*Okuma Metni*:

Emsal Mahkeme Kararı İstanbul 11. Asliye Ticaret Mahkemesi 2018/494 E. 2019/1037 K. 18.12.2019 T.

Görüntülediğiniz mahkeme kararı henüz kesinleşmemiştir. Yararlı olması amacıyla eklenmiştir.

T.C.
İSTANBUL
11. ASLİYE TİCARET MAHKEMESİ

ESAS NO : 2018/494 Esas
KARAR NO : 2019/1037

DAVA : Tazminat (Ölüm Ve Cismani Zarar Sebebiyle Açılan Tazminat)
DAVA TARİHİ : 31/05/2018
KARAR TARİHİ : 18/12/2019

Davacı vekili tarafından mahkememizde açılan Tazminat davasının yapılan açık yargılaması sonunda,
GEREĞİ DÜŞÜNÜLDÜ:
Davacı vekili dava dilekçesinde özetle; 05/01/2009 tarihinde … yakınlarında meydana gelen ve müvekkilinin içinde bulunduğu … plakalı araçla … plakalı aracın karıştığı trafik kazası sonucunda müvekkili davacının ağır yaralandığını, bu kaza sonucunda davacının bir gözünü tamamen kaybettiğini, kazaya karışan her iki aracın trafik sigortası poliçesinin davalı şirket nezdinde tanzim edildiğini, davadan önce yapılan başvuru neticesinde müvekkiline davalı şirketçe 36.187,75-TL. ödendiğini, ancak davalı sigorta şirketince eksik ödenenen kısım yönünden davalı aleyhine dava açtıklarını ve İstanbul … Asliye Ticaret Mahkemesi’nin … Esas sayılı dosyasında yargılama yapıldığını, Yargıtay bozma kararından sonra dosya ve mahkeme numarasının değiştiğini ve son olarak İstanbul… Asliye Ticaret Mahkemesi’nin … Esas sayılı dosyasında karar verildiğini, verilen bu kararın Yargıtay’ca onandığını, bu dosyada alınan bilirkişi raporu ile müvekkilinin talep edilebilir zarar miktarının 113.812,25-TL. olarak hesaplandığını, sonrasında İstanbul …Asliye Ticaret Mahkemesi tarafından 18/02/2015 tarih; … Esas ve … Karar sayılı kararla müvekkili lehine 42.812,29-TL. tazminata hükmolunduğunu, yargılama tamamlanmadan önce dava değerini ıslahla 113.812,25-TL.’ye yükselttiklerini ancak mahkemece Yargıtay bozma ilamından sonra ıslahın mümkün olamayacağı ve bir davada iki defa ıslah yapılamayacağı gerekçe gösterilerek davanın 1. bedel artırım dilekçesi dikkate alınarak 42.812,29-TL. üzerinden karara bağlandığı, Yargıtay 17. Hukuk Dairesi tarafından da bu kararın onandığı, bilirkişi raporu ile tespit edilen 113.812,25-TL. toplam zarar bedelinden İstanbul … Asliye Ticaret Mahkemesi’nin…Esas sayılı kesinleşen dosyasında verilen kararda hükmedilen 42.812,29-TL.’nin tenzili ile bakiye 70.999,96-TL.’nin işbu ek dava ile talep edildiğini belirterek fazlaya ilişkin dava ve takip hakları saklı kalmak kaydıyla müvekkilinin meslekte kazanma güç kaybı (maluliyet) zararı olarak 70.999,96-TL. tazminat bedelinin 08/02/2010 tarihinden itibaren değişen oranlarda işleyecek avans faizi ile birlikte davalıdan tahsiline karar verilmesini talep ve dava etmiştir.

*Gösterilen Veriler*:
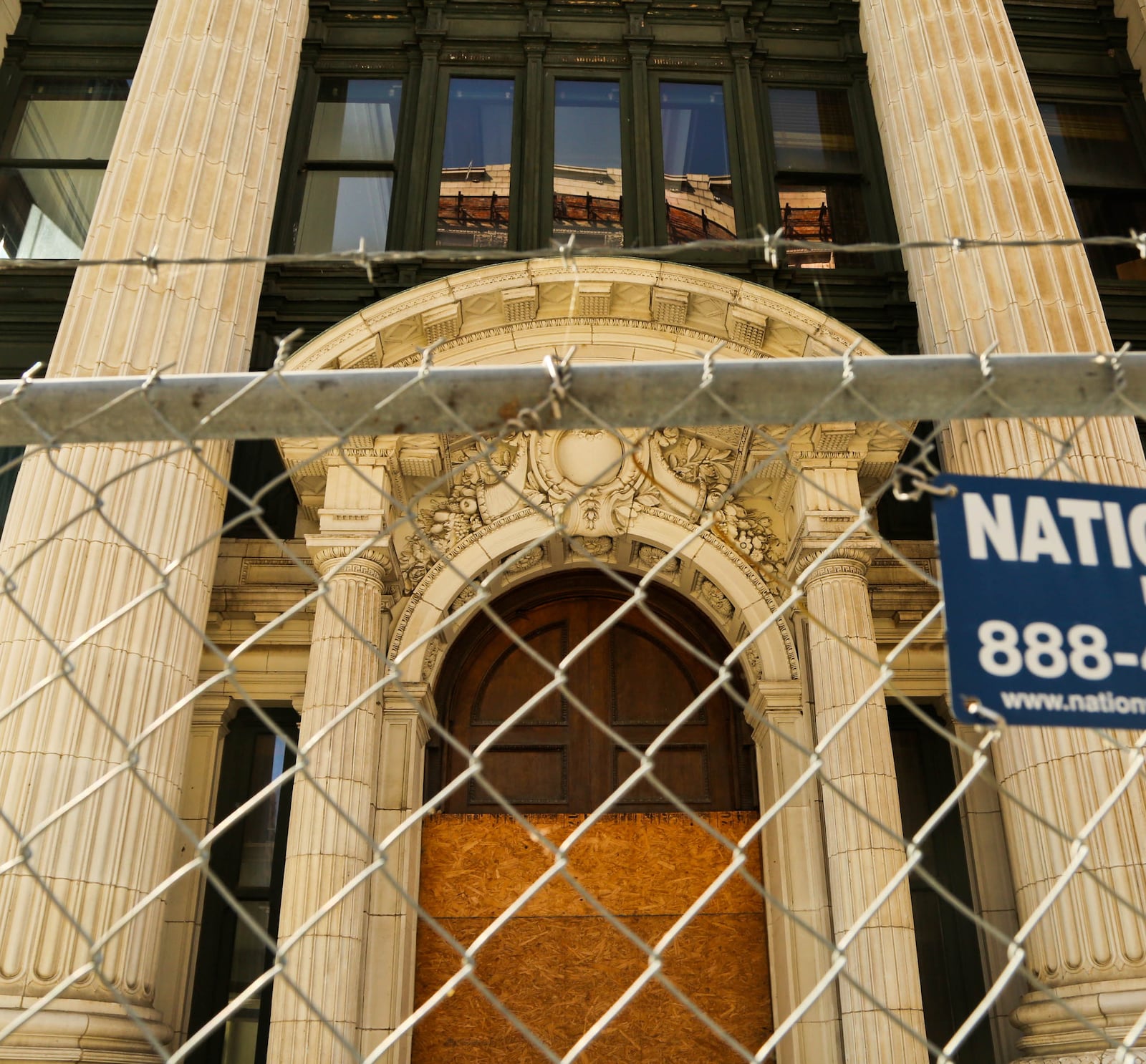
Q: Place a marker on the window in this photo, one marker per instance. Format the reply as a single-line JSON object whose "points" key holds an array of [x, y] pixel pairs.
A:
{"points": [[249, 858], [587, 164], [52, 164], [1105, 178], [525, 126], [698, 173], [473, 198], [350, 168], [817, 172], [947, 943]]}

*Yapılacak Görevler*:
A: Mahkeme kararında "Görüntülediğiniz mahkeme kararı" ifadesinden başlayıp "Sebebiyle Açılan Tazminat)" ifadesine kadar, bu ifade de dahil olmak üzere, uzanan bölümü aynen alıntılayın.
B: Mahkeme kararına göre, davadan önce yapılan başvuru üzerine davalı şirket davacıya ne kadar ödemiştir?
C: Mahkeme kararındaki "Görüntülediğiniz mahkeme kararı henüz kesinleşmemiştir." cümlesini İngilizceye çevirin.
Görevleri yalnızca mahkeme kararındaki bilgilere dayanarak yapın.

*Görevlerin Çözümleri*:
A:
Görüntülediğiniz mahkeme kararı henüz kesinleşmemiştir. Yararlı olması amacıyla eklenmiştir.

T.C.
İSTANBUL
11. ASLİYE TİCARET MAHKEMESİ

ESAS NO : 2018/494 Esas
KARAR NO : 2019/1037

DAVA : Tazminat (Ölüm Ve Cismani Zarar Sebebiyle Açılan Tazminat)

B: Davalı şirket davacıya 36.187,75 TL ödemiştir.

C: The court decision you are viewing has not yet become final.